(Records in a dataset)
───

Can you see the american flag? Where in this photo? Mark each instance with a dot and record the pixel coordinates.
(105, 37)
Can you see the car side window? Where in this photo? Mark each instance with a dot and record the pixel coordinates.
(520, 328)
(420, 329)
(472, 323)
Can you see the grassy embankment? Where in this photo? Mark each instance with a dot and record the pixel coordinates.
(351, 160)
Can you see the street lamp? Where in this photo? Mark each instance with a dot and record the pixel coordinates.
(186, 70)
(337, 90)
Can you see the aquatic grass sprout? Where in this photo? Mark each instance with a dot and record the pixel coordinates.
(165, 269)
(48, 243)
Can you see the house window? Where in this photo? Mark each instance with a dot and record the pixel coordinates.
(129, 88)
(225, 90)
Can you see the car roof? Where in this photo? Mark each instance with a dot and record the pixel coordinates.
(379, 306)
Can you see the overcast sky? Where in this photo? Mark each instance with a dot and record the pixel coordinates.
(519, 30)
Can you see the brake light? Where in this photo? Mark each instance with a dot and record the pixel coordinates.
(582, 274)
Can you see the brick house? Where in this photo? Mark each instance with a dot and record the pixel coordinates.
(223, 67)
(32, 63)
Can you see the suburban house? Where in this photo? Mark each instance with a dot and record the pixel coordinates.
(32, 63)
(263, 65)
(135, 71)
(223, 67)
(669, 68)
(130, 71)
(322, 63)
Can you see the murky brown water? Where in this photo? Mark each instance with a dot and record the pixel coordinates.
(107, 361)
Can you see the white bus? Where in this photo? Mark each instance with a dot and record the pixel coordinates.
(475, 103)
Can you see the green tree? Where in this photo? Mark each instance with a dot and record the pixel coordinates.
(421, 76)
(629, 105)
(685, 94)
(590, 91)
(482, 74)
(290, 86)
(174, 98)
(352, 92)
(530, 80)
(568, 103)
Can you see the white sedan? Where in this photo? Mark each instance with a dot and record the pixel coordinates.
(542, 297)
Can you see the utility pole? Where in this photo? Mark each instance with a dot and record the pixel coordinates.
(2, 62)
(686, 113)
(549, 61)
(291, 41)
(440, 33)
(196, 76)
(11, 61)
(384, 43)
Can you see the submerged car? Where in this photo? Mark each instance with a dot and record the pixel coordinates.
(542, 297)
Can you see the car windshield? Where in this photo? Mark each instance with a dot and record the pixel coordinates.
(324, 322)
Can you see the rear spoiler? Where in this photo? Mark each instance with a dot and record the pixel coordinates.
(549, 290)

───

• _WHAT YOU ARE ASKED TO DO_
Can you rewrite the listing above with every "pixel coordinates" changed to "image coordinates" and nothing else altered?

• _WRITTEN SOLUTION_
Can you see the american flag? Where in this photo? Mark each instance with a dot and record the image coordinates.
(105, 37)
Can you see the car side window? Where in this photo? Mark each instance with a dot and record the image coordinates.
(520, 328)
(420, 329)
(472, 323)
Can you see the grassy embankment? Where in this photo? Mark each instance with a dot and record the image coordinates.
(351, 160)
Can you see the street lamp? Where in this photo? Mark each instance with a dot and record the image coordinates.
(186, 70)
(337, 90)
Can you see the aquatic grass sprout? Where in this photo? Mark each instance with a dot and record the image coordinates.
(165, 269)
(48, 243)
Can you see the house window? Where in this photo? Mark each instance with a dot and record the image coordinates.
(129, 88)
(225, 90)
Can you see the car roof? Where in this photo? Mark each instance with a dot and record the image coordinates.
(379, 306)
Can you see the overcast sky? Where in this photo? Mark each instance with a dot and record the image coordinates.
(519, 30)
Can you see the brake light? Where in this photo? Mark each instance with a dot and record the image coordinates.
(582, 274)
Can you see the brick house? Where in this photo? Mark each instance with a dot and record the image coordinates.
(223, 67)
(32, 63)
Can you see the suburban house? Where in this photo? Mark each instance with a dot and record the image coordinates.
(32, 63)
(263, 65)
(135, 71)
(223, 67)
(669, 68)
(130, 71)
(322, 63)
Can you see the murky brown water? Where in this photo? Mark each instance with a dot and record the image coordinates.
(107, 361)
Can you see the white bus? Where in this photo? Mark each instance with a dot and record the image coordinates.
(475, 103)
Can you see the green tree? Where in this photo? Mark each instance with a dot and record the image coordinates.
(421, 76)
(629, 105)
(685, 94)
(590, 91)
(482, 74)
(290, 86)
(174, 98)
(352, 92)
(530, 80)
(568, 103)
Can you see the white sedan? Where in this photo? Mark each instance with a dot and record the image coordinates.
(542, 297)
Can you see the utility pole? Where in this photo? Mark each instance with a dot and record the image coordinates.
(2, 62)
(686, 113)
(549, 61)
(291, 41)
(440, 33)
(196, 76)
(11, 61)
(384, 43)
Can you see the submerged car? Where in this photo? Mark each instance with a dot and record the image coordinates.
(542, 297)
Can you see the car windshield? Where in this photo? Mark each instance with a dot and record the image coordinates.
(324, 322)
Can you see the rear spoiler? Where in this photo? Mark each instance with a dot and record the image coordinates.
(549, 290)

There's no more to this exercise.